Oobabooga WebUI
Run Oobabooga LLM WebUI using the CloudRift platform.
Oobabooga features:
- OpenAI-compatible API server with Chat and Completions endpoints.
- Three chat modes: instruct, chat-instruct, and chat, allowing for both instruction-following and casual conversations with characters. chat-instruct mode automatically applies the model's template to the chat prompt, ensuring high-quality outputs without manual setup.
- "Past chats" menu to quickly switch between conversations and start new ones.
- Free-form generation in the Default/Notebook tabs without being limited to chat turns. Send formatted chat conversations from the Chat tab to these tabs.
- Multiple sampling parameters and generation options for sophisticated text generation control.
- Simple LoRA fine-tuning tool to customize models with your data.
In this tutorial, we will explore how to run Oobabooga LLM WebUI using the CloudRift platform.

EXERCISE SET
1. Answer these questions from the Oobabooga WebUI page:
(a) Which endpoints does the API server provide?
(b) Which chat mode automatically applies the model's template to the chat prompt?
(c) On which platform does the tutorial run the WebUI?
2. For each statement, state whether it agrees with the Oobabooga WebUI page, and quote the words of the page that decide it:
(a) The WebUI offers four chat modes.
(b) Free-form generation is available in the Default/Notebook tabs.
(c) The LoRA fine-tuning tool is described as advanced.
3. Reproduce word for word the part of the Oobabooga WebUI page that opens with the words containing "Oobabooga WebUI" and closes with "without manual setup.".

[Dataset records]
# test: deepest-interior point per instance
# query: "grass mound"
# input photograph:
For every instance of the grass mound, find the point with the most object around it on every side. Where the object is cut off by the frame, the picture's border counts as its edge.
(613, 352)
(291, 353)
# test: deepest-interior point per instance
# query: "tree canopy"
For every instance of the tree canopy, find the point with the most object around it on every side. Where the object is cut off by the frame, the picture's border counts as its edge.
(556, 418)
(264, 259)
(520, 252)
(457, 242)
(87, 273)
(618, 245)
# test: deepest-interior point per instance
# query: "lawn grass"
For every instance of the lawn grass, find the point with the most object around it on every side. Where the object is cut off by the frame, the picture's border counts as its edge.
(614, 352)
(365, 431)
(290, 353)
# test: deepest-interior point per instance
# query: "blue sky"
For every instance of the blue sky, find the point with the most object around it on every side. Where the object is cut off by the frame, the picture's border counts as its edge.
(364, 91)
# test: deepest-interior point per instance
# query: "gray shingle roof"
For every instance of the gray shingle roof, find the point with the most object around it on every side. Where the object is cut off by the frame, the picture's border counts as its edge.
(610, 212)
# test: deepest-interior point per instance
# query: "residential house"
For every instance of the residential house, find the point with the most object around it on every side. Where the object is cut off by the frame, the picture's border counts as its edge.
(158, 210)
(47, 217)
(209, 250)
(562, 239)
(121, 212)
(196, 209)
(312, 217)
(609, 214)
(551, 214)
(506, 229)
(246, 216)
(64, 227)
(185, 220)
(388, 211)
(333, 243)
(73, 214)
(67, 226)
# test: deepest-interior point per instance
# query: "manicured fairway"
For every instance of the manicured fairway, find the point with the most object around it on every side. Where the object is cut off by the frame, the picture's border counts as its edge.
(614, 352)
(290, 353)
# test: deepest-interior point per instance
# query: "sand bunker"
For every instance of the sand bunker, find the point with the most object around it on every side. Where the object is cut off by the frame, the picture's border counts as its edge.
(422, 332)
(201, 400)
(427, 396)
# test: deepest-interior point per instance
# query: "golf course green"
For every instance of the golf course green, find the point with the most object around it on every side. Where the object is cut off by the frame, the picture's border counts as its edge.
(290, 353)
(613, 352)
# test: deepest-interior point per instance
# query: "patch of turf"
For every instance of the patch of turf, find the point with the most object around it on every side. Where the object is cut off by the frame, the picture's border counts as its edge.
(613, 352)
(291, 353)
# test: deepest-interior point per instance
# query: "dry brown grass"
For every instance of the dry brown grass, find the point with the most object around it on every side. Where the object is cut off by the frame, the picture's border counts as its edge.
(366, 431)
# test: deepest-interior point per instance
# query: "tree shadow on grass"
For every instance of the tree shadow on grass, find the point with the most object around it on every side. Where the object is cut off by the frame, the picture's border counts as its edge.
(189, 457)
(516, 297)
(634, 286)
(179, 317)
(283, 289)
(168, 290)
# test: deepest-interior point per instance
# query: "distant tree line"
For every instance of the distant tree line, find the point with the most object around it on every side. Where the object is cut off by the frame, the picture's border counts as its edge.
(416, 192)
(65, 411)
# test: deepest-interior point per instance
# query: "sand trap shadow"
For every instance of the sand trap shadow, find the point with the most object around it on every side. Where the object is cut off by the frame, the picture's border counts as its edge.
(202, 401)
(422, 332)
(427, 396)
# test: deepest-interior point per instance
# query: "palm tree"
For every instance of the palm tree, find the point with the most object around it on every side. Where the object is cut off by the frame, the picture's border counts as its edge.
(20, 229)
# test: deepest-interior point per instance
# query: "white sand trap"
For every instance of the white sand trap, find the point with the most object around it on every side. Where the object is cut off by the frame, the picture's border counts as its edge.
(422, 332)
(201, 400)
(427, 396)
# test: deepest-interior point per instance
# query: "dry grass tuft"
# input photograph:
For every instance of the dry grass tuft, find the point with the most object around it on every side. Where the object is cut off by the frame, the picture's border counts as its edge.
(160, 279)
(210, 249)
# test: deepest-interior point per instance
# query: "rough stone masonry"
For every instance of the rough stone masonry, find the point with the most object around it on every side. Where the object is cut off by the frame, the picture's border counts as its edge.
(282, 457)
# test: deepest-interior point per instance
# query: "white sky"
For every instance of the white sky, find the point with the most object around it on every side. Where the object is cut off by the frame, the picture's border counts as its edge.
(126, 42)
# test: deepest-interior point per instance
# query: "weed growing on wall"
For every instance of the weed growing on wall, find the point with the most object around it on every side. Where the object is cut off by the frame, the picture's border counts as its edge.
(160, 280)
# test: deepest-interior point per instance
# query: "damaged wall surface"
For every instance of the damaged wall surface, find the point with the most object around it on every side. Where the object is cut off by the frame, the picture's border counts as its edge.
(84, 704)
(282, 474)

LIST OF SOLUTIONS
1.
(a) Chat and Completions endpoints.
(b) The chat-instruct mode.
(c) The CloudRift platform.

2.
(a) No: "Three chat modes: instruct, chat-instruct, and chat"
(b) Yes: "Free-form generation in the Default/Notebook tabs without being limited to chat turns."
(c) No: "Simple LoRA fine-tuning tool to customize models with your data."

3.
Oobabooga WebUI
Run Oobabooga LLM WebUI using the CloudRift platform.
Oobabooga features:
- OpenAI-compatible API server with Chat and Completions endpoints.
- Three chat modes: instruct, chat-instruct, and chat, allowing for both instruction-following and casual conversations with characters. chat-instruct mode automatically applies the model's template to the chat prompt, ensuring high-quality outputs without manual setup.